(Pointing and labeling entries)
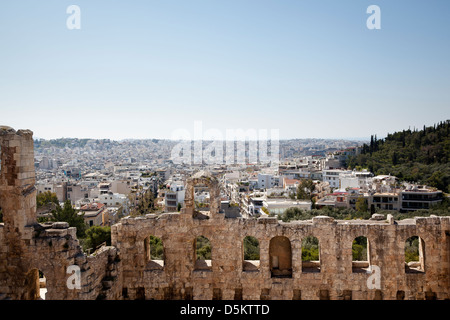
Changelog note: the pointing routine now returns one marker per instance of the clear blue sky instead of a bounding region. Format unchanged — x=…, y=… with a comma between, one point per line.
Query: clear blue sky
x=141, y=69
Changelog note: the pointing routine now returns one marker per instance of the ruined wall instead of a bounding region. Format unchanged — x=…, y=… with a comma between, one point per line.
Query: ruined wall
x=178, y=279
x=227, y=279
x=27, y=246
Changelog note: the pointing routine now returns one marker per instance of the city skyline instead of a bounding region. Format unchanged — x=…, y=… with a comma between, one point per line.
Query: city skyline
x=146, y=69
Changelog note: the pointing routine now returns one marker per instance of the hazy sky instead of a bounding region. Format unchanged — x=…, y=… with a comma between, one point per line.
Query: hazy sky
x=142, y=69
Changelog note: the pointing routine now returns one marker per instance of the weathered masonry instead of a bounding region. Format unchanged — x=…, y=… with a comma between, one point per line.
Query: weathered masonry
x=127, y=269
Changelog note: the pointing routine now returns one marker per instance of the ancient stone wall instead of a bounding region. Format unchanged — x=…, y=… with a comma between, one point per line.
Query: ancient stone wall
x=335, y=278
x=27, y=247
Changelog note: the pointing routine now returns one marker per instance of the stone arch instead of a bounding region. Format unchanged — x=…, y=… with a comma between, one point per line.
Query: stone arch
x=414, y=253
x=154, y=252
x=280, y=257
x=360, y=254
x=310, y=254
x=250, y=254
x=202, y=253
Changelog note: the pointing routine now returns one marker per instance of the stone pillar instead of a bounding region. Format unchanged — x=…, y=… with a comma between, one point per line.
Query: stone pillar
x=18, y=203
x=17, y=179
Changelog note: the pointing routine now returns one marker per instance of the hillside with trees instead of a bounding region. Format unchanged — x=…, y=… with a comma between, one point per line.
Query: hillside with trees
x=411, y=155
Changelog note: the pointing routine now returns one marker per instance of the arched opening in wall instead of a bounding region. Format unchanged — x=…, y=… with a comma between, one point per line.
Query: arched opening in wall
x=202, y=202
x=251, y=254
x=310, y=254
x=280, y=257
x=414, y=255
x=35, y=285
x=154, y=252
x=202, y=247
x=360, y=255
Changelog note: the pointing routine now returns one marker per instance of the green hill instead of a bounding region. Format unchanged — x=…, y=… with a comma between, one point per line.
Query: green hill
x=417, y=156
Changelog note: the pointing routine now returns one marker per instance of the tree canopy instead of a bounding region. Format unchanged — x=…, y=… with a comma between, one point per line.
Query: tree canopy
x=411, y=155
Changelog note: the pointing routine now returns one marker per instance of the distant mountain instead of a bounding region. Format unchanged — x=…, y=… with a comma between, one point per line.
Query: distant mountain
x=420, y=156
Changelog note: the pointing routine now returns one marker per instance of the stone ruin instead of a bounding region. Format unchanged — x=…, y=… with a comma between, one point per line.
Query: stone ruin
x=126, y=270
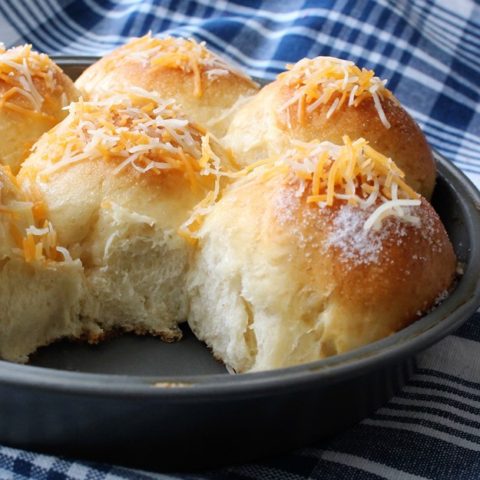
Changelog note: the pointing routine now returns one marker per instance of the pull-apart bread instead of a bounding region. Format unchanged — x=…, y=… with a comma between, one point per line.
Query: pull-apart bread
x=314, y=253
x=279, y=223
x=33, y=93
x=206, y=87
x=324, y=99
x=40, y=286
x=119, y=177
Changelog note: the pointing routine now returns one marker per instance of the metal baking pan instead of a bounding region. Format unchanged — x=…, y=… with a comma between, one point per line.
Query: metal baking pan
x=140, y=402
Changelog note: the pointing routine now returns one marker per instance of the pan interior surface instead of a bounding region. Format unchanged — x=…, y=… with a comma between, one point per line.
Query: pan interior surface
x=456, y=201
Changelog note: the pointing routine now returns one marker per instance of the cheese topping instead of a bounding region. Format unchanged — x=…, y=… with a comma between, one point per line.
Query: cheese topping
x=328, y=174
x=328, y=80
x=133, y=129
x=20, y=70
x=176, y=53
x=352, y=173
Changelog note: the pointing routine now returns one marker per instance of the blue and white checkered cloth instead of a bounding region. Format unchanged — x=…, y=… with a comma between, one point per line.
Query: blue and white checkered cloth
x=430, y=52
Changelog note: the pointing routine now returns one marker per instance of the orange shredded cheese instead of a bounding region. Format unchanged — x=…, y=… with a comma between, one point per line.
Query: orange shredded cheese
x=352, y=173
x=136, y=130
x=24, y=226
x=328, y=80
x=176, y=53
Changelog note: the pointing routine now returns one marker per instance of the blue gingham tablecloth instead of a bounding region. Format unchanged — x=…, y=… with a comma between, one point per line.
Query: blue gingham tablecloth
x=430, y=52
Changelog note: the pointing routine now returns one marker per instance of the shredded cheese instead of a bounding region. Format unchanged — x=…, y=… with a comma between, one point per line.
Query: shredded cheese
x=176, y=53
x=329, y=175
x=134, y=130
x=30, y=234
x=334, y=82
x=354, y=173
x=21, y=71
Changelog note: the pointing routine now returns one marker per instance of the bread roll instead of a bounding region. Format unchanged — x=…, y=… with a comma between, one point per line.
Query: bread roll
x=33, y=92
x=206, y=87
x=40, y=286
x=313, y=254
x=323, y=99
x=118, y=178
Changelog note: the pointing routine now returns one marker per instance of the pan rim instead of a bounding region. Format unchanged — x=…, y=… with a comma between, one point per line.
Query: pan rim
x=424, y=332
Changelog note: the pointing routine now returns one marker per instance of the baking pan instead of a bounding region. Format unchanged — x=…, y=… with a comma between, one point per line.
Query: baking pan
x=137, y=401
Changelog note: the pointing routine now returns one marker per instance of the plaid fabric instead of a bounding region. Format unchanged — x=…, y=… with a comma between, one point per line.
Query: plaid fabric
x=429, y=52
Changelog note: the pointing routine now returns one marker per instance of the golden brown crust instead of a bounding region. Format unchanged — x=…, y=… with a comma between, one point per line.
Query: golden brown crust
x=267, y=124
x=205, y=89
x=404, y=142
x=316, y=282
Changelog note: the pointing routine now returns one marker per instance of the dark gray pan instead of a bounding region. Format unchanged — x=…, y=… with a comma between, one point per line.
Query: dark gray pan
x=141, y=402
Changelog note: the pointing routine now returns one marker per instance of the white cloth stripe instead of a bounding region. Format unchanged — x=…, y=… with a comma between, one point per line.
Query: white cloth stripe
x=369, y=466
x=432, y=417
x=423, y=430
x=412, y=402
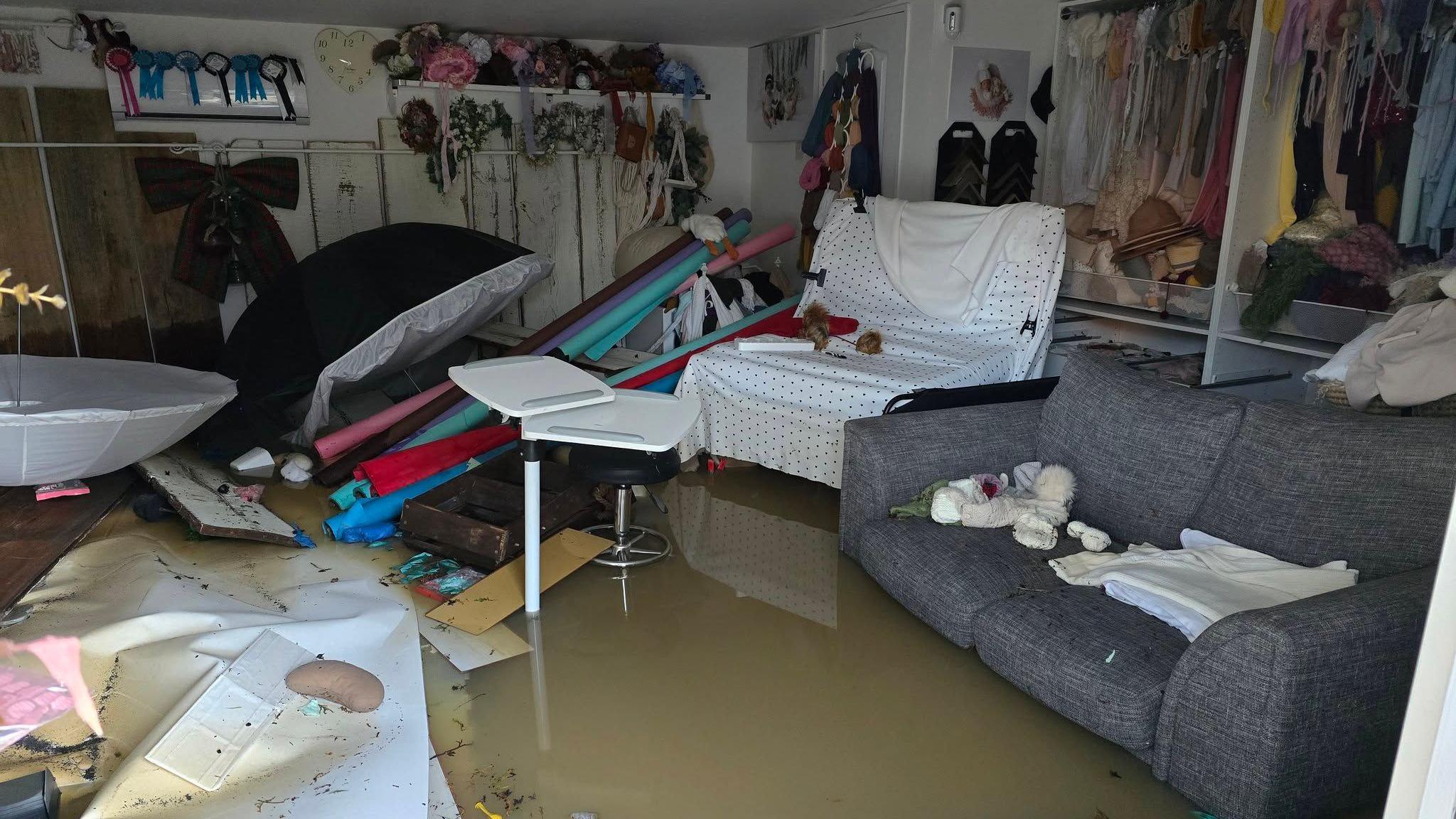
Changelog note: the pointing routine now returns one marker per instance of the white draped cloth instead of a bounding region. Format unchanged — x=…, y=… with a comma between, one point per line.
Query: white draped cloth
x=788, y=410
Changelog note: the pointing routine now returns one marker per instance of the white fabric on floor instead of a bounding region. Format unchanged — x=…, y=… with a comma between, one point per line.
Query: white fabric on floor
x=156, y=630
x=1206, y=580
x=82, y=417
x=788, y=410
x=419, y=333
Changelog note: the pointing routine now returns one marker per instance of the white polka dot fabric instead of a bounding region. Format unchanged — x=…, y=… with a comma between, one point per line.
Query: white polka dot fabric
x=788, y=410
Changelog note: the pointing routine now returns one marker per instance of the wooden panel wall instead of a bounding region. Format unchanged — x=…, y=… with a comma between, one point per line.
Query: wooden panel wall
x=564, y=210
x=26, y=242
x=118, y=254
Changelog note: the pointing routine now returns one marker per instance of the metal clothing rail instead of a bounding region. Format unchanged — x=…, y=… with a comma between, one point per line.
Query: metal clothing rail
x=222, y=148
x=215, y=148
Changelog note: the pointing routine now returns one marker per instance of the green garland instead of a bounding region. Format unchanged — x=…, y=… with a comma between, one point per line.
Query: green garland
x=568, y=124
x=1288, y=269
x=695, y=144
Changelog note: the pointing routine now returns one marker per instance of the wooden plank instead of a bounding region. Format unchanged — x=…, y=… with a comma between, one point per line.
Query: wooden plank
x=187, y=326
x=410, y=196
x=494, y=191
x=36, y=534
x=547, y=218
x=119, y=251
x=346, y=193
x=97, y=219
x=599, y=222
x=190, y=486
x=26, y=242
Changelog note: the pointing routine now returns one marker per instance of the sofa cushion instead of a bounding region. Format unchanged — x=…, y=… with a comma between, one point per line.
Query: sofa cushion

What this task involves
Recast the lines starting with the one containing "of the weathered" and going on through the one containing "x=27, y=247" as a two-column CSV with the headers text and answer. Give one row for each text with its answer, and put each value in a quoted field with line breaks turned into spaces.

Solution to the exercise
text,answer
"Changelog note: the pointing routine now returns one marker per instance of the weathered masonry instead of a bounding region. Format unchanged — x=…, y=… with a comma between, one point per line. Query: weathered masonry","x=127, y=269"
"Changelog note: the pointing routine now returns one marker per instance of the ancient stone wall instead of a bounding region. Format unchanged — x=…, y=… with a comma between, one point per line. Query: ancient stone wall","x=335, y=278 x=27, y=247"